- _What you need to do_: Write out the rows below verbatim, starting at the first line of the rows and ending at the line that contains "46 250 L 80". Leave out the pictures.

##### Material to process #####

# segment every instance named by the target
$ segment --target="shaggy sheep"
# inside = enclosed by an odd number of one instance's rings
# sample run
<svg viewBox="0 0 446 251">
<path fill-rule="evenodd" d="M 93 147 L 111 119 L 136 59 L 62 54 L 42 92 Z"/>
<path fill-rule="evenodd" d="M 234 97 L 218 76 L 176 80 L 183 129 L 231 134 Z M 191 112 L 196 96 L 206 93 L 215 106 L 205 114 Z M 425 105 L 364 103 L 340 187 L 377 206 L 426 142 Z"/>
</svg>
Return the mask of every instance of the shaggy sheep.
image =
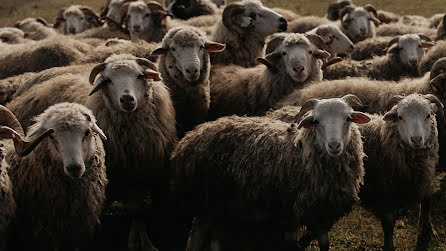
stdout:
<svg viewBox="0 0 446 251">
<path fill-rule="evenodd" d="M 259 0 L 231 3 L 223 11 L 211 40 L 226 44 L 222 53 L 211 55 L 212 65 L 256 65 L 256 58 L 264 56 L 266 37 L 286 31 L 287 21 Z"/>
<path fill-rule="evenodd" d="M 17 238 L 27 240 L 15 244 L 46 250 L 80 247 L 99 224 L 105 200 L 101 138 L 106 137 L 92 112 L 79 104 L 54 105 L 35 121 L 28 137 L 39 138 L 40 144 L 26 157 L 7 154 L 18 208 Z"/>
<path fill-rule="evenodd" d="M 134 219 L 129 245 L 142 242 L 146 247 L 152 244 L 140 207 L 148 192 L 153 207 L 160 207 L 167 189 L 166 161 L 177 140 L 169 91 L 162 82 L 150 81 L 160 80 L 155 69 L 147 59 L 113 55 L 94 67 L 90 76 L 83 73 L 52 78 L 30 88 L 8 105 L 24 123 L 58 102 L 82 103 L 93 111 L 108 137 L 107 198 L 127 202 Z M 94 84 L 93 88 L 88 81 Z"/>
<path fill-rule="evenodd" d="M 389 107 L 393 106 L 389 112 L 373 115 L 371 123 L 359 127 L 368 157 L 360 198 L 381 220 L 384 250 L 394 250 L 398 211 L 421 203 L 417 250 L 426 250 L 435 233 L 430 218 L 439 158 L 435 113 L 443 114 L 443 105 L 432 94 L 397 96 L 389 101 Z"/>
<path fill-rule="evenodd" d="M 31 40 L 42 40 L 57 35 L 51 25 L 44 18 L 26 18 L 15 23 L 15 27 L 26 33 L 26 38 Z"/>
<path fill-rule="evenodd" d="M 320 59 L 330 54 L 319 36 L 289 33 L 275 39 L 279 46 L 258 59 L 264 65 L 213 66 L 210 119 L 231 114 L 262 115 L 294 89 L 322 80 Z"/>
<path fill-rule="evenodd" d="M 132 41 L 160 42 L 167 32 L 167 12 L 155 1 L 142 0 L 122 5 L 122 24 L 130 31 Z"/>
<path fill-rule="evenodd" d="M 386 56 L 370 61 L 335 64 L 324 70 L 324 78 L 367 76 L 377 80 L 399 80 L 402 77 L 418 77 L 417 67 L 424 56 L 424 49 L 435 45 L 430 41 L 425 35 L 407 34 L 395 37 L 387 44 Z"/>
<path fill-rule="evenodd" d="M 59 10 L 54 28 L 58 28 L 64 22 L 63 33 L 77 34 L 85 30 L 102 26 L 99 16 L 89 7 L 71 5 Z"/>
<path fill-rule="evenodd" d="M 14 45 L 11 50 L 0 52 L 0 79 L 69 65 L 90 50 L 91 46 L 62 36 L 56 40 Z"/>
<path fill-rule="evenodd" d="M 220 241 L 216 229 L 245 239 L 253 229 L 287 232 L 302 225 L 328 250 L 327 232 L 359 200 L 363 182 L 355 123 L 370 118 L 351 108 L 359 104 L 352 95 L 309 100 L 297 130 L 265 117 L 231 116 L 188 133 L 171 157 L 179 191 L 196 213 L 187 250 L 211 250 L 203 241 L 208 234 Z M 265 238 L 254 244 L 277 250 L 273 237 Z"/>
<path fill-rule="evenodd" d="M 174 0 L 166 6 L 169 14 L 183 20 L 218 13 L 217 5 L 210 0 Z"/>
<path fill-rule="evenodd" d="M 221 52 L 224 48 L 223 44 L 209 41 L 199 29 L 184 26 L 171 29 L 152 53 L 161 56 L 159 71 L 172 95 L 180 137 L 207 119 L 209 52 Z"/>
</svg>

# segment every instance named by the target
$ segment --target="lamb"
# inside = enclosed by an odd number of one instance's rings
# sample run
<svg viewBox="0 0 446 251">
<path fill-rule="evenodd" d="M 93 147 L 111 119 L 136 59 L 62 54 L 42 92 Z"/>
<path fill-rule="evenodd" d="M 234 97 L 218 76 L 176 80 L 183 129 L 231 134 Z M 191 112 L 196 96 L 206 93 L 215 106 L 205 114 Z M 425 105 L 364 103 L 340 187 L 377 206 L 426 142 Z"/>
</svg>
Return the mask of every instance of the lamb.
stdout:
<svg viewBox="0 0 446 251">
<path fill-rule="evenodd" d="M 122 13 L 124 17 L 121 22 L 130 31 L 132 41 L 142 39 L 147 42 L 160 42 L 167 32 L 167 12 L 155 1 L 124 3 Z"/>
<path fill-rule="evenodd" d="M 26 38 L 31 40 L 42 40 L 57 35 L 57 32 L 48 22 L 42 18 L 25 18 L 15 23 L 15 27 L 26 33 Z"/>
<path fill-rule="evenodd" d="M 211 55 L 211 63 L 253 67 L 256 58 L 264 56 L 266 37 L 286 29 L 287 21 L 259 0 L 231 3 L 211 37 L 214 42 L 226 44 L 226 49 Z"/>
<path fill-rule="evenodd" d="M 15 45 L 11 50 L 0 52 L 0 79 L 69 65 L 91 49 L 85 43 L 64 37 Z"/>
<path fill-rule="evenodd" d="M 65 35 L 77 34 L 103 24 L 91 8 L 81 5 L 71 5 L 59 10 L 54 28 L 57 29 L 63 22 L 63 33 Z"/>
<path fill-rule="evenodd" d="M 385 115 L 372 115 L 371 123 L 359 127 L 368 156 L 359 196 L 381 220 L 384 250 L 394 250 L 398 210 L 421 203 L 417 250 L 426 250 L 435 234 L 430 218 L 439 159 L 435 113 L 444 116 L 443 105 L 432 94 L 411 94 L 391 98 L 388 106 Z"/>
<path fill-rule="evenodd" d="M 167 189 L 166 161 L 177 140 L 170 93 L 158 81 L 159 73 L 155 70 L 155 65 L 147 59 L 113 55 L 96 65 L 90 76 L 85 73 L 57 76 L 30 88 L 8 104 L 23 123 L 59 102 L 85 104 L 93 111 L 108 137 L 105 142 L 110 180 L 107 198 L 128 205 L 133 219 L 129 245 L 152 249 L 140 206 L 151 192 L 154 210 L 161 207 L 160 201 L 165 199 Z"/>
<path fill-rule="evenodd" d="M 213 66 L 209 119 L 232 114 L 262 115 L 294 89 L 322 80 L 320 59 L 330 54 L 321 37 L 289 33 L 276 39 L 280 45 L 258 59 L 264 65 Z"/>
<path fill-rule="evenodd" d="M 424 48 L 435 44 L 425 35 L 407 34 L 393 38 L 387 44 L 387 55 L 364 62 L 341 62 L 324 71 L 325 79 L 347 76 L 367 76 L 377 80 L 399 80 L 418 77 L 417 67 L 424 56 Z"/>
<path fill-rule="evenodd" d="M 159 71 L 172 95 L 180 138 L 207 119 L 209 52 L 221 52 L 224 48 L 224 44 L 209 41 L 199 29 L 184 26 L 171 29 L 152 53 L 161 56 Z"/>
<path fill-rule="evenodd" d="M 370 118 L 351 108 L 359 104 L 352 95 L 310 100 L 297 130 L 265 117 L 231 116 L 188 133 L 171 157 L 178 190 L 196 212 L 187 250 L 211 250 L 203 240 L 222 241 L 216 231 L 245 240 L 252 230 L 280 233 L 302 225 L 328 250 L 327 232 L 359 200 L 363 182 L 355 123 Z M 277 250 L 273 235 L 264 236 L 252 243 L 255 250 Z M 225 244 L 221 250 L 236 250 Z"/>
<path fill-rule="evenodd" d="M 82 247 L 99 224 L 105 200 L 101 138 L 106 137 L 92 112 L 79 104 L 51 106 L 35 121 L 28 128 L 28 138 L 40 140 L 34 151 L 6 157 L 18 208 L 17 238 L 27 240 L 15 244 L 46 250 Z"/>
</svg>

#####

- _Exercise solution_:
# segment every instance named by the target
$ segment --target="shaggy sheep"
# inside = enclosed by an odd number of one instance's rings
# sample run
<svg viewBox="0 0 446 251">
<path fill-rule="evenodd" d="M 93 147 L 111 119 L 136 59 L 62 54 L 42 92 Z"/>
<path fill-rule="evenodd" d="M 234 97 L 218 76 L 176 80 L 183 129 L 231 134 Z M 191 112 L 196 96 L 206 93 L 215 106 L 205 114 Z M 425 105 L 364 103 L 340 187 L 377 206 L 426 142 Z"/>
</svg>
Return the mask of every instance of the shaggy sheep.
image =
stdout:
<svg viewBox="0 0 446 251">
<path fill-rule="evenodd" d="M 259 0 L 231 3 L 223 11 L 211 40 L 226 44 L 222 53 L 211 55 L 212 65 L 256 65 L 256 58 L 264 56 L 266 37 L 286 31 L 287 21 Z"/>
<path fill-rule="evenodd" d="M 17 238 L 27 240 L 15 244 L 46 250 L 80 247 L 99 224 L 105 200 L 101 138 L 106 137 L 92 112 L 79 104 L 54 105 L 35 121 L 28 137 L 39 138 L 40 144 L 26 157 L 7 154 L 18 208 Z"/>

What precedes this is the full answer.